PROMPT: Reproduce only the material from the line containing "Task: point out the tile floor, placing" through the line containing "[[150, 166]]", both lines included. Shift every coordinate in the answer point lists up by 63, and leave the requests and their sample formats unchanged.

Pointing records
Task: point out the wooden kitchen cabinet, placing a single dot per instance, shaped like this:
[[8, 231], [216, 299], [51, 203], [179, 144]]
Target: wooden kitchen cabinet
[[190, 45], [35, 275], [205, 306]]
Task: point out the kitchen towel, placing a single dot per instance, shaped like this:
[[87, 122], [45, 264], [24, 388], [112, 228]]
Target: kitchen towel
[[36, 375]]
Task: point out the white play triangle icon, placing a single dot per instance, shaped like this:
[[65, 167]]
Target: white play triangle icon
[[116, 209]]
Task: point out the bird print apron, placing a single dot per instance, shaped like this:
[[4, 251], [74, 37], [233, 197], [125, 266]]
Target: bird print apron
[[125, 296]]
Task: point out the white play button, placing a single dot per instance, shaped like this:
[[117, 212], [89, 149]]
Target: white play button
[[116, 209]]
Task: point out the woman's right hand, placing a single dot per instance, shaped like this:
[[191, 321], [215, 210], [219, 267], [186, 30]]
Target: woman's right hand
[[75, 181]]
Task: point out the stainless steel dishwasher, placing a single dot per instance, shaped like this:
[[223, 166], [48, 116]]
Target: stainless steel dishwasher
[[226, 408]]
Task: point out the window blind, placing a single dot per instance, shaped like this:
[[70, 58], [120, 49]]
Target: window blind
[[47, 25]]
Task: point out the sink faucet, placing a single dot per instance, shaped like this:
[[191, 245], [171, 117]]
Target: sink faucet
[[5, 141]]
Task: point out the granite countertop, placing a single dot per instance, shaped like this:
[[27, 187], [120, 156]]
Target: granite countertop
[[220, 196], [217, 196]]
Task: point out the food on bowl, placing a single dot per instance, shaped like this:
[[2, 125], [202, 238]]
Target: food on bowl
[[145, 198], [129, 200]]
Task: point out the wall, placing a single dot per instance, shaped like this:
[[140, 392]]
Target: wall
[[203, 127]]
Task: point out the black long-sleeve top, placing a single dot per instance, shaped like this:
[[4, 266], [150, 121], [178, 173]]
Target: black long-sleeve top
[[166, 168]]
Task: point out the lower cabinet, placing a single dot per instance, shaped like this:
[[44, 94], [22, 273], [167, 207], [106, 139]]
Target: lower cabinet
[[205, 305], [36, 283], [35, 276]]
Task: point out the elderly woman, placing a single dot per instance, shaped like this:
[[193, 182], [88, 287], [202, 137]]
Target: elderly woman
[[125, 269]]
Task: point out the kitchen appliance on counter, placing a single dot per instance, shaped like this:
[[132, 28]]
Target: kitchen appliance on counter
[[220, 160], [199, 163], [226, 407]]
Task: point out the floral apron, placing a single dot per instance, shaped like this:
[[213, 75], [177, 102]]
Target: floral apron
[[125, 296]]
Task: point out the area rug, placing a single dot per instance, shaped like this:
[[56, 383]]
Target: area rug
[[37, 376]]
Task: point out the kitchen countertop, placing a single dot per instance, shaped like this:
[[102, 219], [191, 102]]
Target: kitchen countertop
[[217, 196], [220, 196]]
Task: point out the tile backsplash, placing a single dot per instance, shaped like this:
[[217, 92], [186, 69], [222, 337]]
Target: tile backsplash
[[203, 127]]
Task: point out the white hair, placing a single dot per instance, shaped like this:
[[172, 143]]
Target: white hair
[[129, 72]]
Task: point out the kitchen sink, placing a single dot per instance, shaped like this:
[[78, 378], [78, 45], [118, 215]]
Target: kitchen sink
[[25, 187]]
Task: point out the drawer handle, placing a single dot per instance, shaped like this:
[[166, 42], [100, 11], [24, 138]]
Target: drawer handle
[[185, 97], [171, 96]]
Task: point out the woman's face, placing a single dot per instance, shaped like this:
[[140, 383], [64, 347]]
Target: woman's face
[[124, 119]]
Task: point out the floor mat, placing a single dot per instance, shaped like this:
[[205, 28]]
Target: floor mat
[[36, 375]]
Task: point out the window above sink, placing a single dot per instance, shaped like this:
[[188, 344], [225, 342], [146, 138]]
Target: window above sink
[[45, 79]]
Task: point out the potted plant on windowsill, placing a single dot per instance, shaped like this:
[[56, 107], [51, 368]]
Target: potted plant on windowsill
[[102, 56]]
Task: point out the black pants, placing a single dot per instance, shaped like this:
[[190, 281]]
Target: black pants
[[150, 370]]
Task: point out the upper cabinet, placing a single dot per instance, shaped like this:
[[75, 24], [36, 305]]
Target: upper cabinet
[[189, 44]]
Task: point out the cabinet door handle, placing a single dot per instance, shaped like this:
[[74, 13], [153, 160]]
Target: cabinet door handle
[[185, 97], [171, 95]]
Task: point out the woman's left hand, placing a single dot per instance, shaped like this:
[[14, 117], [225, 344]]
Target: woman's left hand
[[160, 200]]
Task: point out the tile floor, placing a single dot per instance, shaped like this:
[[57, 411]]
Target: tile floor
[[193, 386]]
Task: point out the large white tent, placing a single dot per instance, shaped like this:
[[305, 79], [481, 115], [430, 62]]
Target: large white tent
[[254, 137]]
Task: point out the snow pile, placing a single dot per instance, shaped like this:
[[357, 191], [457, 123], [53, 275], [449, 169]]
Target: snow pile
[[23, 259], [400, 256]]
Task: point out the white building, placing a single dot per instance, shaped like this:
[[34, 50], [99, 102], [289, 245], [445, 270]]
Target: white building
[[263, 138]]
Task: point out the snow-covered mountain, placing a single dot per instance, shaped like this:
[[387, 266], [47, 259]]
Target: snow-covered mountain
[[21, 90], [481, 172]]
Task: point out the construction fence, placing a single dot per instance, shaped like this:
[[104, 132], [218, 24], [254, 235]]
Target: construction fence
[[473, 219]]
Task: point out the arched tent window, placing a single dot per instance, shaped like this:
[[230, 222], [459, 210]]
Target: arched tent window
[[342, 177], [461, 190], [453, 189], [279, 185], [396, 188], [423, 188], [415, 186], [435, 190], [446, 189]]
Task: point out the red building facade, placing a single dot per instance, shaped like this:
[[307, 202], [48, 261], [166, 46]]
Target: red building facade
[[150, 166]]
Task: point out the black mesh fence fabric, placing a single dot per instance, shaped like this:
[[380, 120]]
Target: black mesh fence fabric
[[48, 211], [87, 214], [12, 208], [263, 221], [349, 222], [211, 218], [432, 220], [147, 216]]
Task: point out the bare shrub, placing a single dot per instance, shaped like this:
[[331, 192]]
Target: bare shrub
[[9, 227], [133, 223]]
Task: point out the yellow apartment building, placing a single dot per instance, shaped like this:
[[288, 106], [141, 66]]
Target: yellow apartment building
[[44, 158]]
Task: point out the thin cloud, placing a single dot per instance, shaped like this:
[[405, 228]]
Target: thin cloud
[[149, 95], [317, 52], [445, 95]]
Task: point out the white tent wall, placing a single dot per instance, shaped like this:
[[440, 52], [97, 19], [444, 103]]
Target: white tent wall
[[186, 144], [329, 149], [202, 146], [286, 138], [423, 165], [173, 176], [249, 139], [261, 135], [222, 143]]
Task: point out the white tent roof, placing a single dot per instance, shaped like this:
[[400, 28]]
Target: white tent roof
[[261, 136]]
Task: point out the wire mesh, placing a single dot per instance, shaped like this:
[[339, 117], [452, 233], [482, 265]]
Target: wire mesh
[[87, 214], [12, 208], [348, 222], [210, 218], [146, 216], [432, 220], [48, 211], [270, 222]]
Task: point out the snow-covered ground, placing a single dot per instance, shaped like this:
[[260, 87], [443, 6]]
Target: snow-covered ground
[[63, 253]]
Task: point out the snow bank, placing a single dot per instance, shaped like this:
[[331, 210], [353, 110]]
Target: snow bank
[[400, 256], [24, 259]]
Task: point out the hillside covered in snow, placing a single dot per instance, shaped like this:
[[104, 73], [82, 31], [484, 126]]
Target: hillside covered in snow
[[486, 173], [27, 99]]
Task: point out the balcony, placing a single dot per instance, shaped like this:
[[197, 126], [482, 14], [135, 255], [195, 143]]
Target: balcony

FINISHED ANSWER:
Task: point out the tile floor, placing a single dot per instance, shaped like this:
[[57, 411]]
Target: tile floor
[[256, 449]]
Task: point out the large white tent, placing a single dot per instance, shaped like this:
[[305, 79], [481, 115], [430, 62]]
Target: large white tent
[[317, 200]]
Task: point out the snow pile, placing a single dot per instance, shaped like this:
[[357, 191], [457, 123], [53, 275], [449, 169]]
Target: snow pile
[[86, 322], [463, 319]]
Task: point out the white building, placing a single dot per instance, shaped like this:
[[34, 50], [99, 102], [289, 245], [445, 270]]
Target: white building
[[326, 201]]
Task: point out the snow-covered mountain, placing a single dot per instance, shaped like this:
[[387, 266], [47, 259]]
Target: snow-covered mountain
[[84, 153], [544, 235]]
Task: point out the construction fence, placing a single dot per instance, shaped like this:
[[104, 132], [218, 24], [254, 235]]
Target: construction fence
[[536, 282]]
Task: point out the arched tent window, placing a single dot per instance, shaped like this:
[[230, 222], [459, 210]]
Target: arched tent window
[[405, 240], [524, 253], [516, 252], [342, 248], [459, 251], [486, 251], [478, 249], [498, 253], [509, 252]]
Task: point out the red building facade, placing a single dot per instance, shaped like this:
[[307, 202], [48, 261], [166, 46]]
Target: red building facade
[[213, 229]]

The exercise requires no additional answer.